▶ _Task prompt_
From the first line to the last, print the data exactly as it appears.

▶ _Input data_
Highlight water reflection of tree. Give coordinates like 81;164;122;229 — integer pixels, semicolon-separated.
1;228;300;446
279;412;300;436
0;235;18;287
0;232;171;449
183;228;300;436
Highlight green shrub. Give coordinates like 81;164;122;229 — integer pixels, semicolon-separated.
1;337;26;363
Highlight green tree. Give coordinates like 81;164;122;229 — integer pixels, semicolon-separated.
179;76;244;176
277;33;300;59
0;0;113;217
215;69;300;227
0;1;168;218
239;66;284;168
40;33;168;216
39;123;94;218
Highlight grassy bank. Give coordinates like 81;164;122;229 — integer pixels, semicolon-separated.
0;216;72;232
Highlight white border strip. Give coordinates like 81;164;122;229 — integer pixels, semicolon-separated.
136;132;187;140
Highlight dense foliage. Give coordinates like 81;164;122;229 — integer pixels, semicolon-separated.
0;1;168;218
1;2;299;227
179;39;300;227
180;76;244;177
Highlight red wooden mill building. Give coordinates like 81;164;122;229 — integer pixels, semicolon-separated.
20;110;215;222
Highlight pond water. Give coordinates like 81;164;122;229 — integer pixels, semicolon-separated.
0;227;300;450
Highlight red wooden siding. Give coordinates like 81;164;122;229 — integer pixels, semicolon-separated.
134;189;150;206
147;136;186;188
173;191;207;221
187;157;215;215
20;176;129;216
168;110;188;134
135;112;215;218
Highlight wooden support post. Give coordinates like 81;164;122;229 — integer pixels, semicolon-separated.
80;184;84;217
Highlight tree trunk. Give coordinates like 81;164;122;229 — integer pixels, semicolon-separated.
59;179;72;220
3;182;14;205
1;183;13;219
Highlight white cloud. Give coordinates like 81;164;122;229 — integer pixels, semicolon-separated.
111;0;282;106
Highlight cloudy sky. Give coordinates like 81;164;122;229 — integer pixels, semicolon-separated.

▶ _Your solution_
Highlight water reflection of tree. Give coordinates like 81;164;122;229 — integer pixels, semicolon-separated.
1;228;300;446
279;412;300;436
0;235;18;287
0;232;171;449
183;228;300;436
Highlight green shrub. Give coordinates like 81;164;122;229 — integer pixels, semicolon-separated.
1;337;26;363
Highlight green tree. Give coordinates like 81;164;122;229 — integer pixels, semicolon-separated.
179;76;244;176
277;33;300;59
0;0;113;217
215;69;300;227
0;1;168;218
239;66;284;168
40;33;168;216
39;123;94;218
Highlight grassy bank. Give coordinates like 81;164;122;229 — integer pixels, semicolon-separated.
0;216;72;232
Highlight white border strip. Give coordinates like 81;164;122;229 — integer pixels, semicolon-separated.
136;132;187;140
Highlight dense foliage. Give coordinates like 81;164;122;229 — integer pixels, semicolon-separated.
0;1;168;218
1;2;299;227
179;39;300;227
180;76;244;177
Highlight red wooden mill building. Give coordinates like 81;164;122;229 — integer pixels, semicolon-separated.
20;110;215;222
Highlight pond water. Give coordinates like 81;164;122;229 — integer pixels, semicolon-separated.
0;227;300;450
Highlight red wooden siding. Give coordinates like 81;164;122;229 — integer pixels, semicolon-separated.
134;189;150;206
147;136;186;188
173;191;207;221
187;157;215;215
20;176;129;216
168;110;188;134
135;112;215;218
Highlight wooden support post. Give coordinates like 81;164;122;229 — integer pixels, semicolon-separated.
80;184;84;217
Highlight tree trunk. Give coordinates like 81;164;122;229 — integer pixels, semicolon-separated.
59;179;72;220
3;182;14;205
1;183;13;219
Highlight white cloud. Give coordinates like 81;164;122;229 — integer pixels, semicolon-separated.
111;0;282;106
Highlight cloudy sky. Give coordinates like 81;164;122;229 — integer pixels, semicolon-separated.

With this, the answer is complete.